Selection:
◇ ◇ ◇ ◇ ◇ ◇ ◇

Team Development

From apppm
Revision as of 06:46, 4 March 2019 by Sarantis (Talk | contribs)

Jump to: navigation, search

Developed by Sarantis Pavlidis



There are various definitions of what a team is about. However, one of the most well-known is the one given by Katzenbach and Smith (1993) [1] according to which the team is a small number of people with complementary skills - talents dedicated to a common purpose, a set of performance objectives and an approach for which are mutually responsible. This definition is an extension of the definition given by Adair (1986) [2] as the responsibility of the members added at the latest's data. An important feature of the teams added by Mankin, Cohen and Bikson (1996) [3] is the interdependence of individual's activities, as the work of each member is dependent on the work of at least some other's members. Larson and LaFasto (1989) [4] also emphasized that the core element of the team is also the coordination of the activities of its members, which is necessary to achieve the objectives. Even earlier, Francis and Young (1979) [5] had spoken of an active set of people who are dedicated to achieving common goals, working successfully together and producing high quality results whilst taking pleasure through it. An advanced definition is also given by Kur (1996) [6] who examined the team as an open, goal-oriented , socio-technical system in a tension state between change and stability.

◇ ◇ ◇ ◇ ◇ ◇ ◇

What you have to do:
List every cited source in the team development text by its author names and year, in the order in which each appears.

Position identification records

◇ ◇ ◇ ◇ ◇ ◇ ◇

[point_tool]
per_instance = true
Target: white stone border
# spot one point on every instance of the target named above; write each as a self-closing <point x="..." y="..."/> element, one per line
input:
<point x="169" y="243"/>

◇ ◇ ◇ ◇ ◇ ◇ ◇

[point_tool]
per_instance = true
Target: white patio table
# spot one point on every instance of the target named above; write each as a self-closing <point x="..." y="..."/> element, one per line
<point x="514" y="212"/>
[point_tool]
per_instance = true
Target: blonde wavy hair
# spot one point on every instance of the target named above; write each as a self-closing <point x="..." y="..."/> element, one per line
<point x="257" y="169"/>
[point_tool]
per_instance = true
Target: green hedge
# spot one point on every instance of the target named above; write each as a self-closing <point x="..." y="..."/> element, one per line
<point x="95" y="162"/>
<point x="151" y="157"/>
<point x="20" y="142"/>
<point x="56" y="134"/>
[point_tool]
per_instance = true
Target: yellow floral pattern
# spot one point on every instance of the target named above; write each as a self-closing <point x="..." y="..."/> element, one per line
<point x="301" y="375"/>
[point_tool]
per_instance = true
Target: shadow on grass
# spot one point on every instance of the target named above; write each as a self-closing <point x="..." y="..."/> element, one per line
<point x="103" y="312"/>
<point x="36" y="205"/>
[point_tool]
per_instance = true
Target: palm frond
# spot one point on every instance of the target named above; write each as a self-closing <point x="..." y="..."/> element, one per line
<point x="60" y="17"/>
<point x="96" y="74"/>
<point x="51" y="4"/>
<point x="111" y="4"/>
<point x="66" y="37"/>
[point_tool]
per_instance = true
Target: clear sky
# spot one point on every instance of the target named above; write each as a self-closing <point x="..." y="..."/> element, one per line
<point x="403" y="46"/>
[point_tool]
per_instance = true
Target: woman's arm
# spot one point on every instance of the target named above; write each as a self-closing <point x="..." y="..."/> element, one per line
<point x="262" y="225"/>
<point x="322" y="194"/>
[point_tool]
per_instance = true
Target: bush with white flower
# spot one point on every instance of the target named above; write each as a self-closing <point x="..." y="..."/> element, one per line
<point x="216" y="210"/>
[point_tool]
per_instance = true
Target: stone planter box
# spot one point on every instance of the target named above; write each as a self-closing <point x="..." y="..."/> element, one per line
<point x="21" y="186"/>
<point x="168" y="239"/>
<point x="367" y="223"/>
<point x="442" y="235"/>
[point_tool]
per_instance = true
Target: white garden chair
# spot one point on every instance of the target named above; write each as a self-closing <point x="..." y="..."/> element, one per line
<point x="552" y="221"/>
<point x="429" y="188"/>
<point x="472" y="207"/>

◇ ◇ ◇ ◇ ◇ ◇ ◇

Answer in full:
1. Katzenbach and Smith (1993)
2. Adair (1986)
3. Mankin, Cohen and Bikson (1996)
4. Larson and LaFasto (1989)
5. Francis and Young (1979)
6. Kur (1996)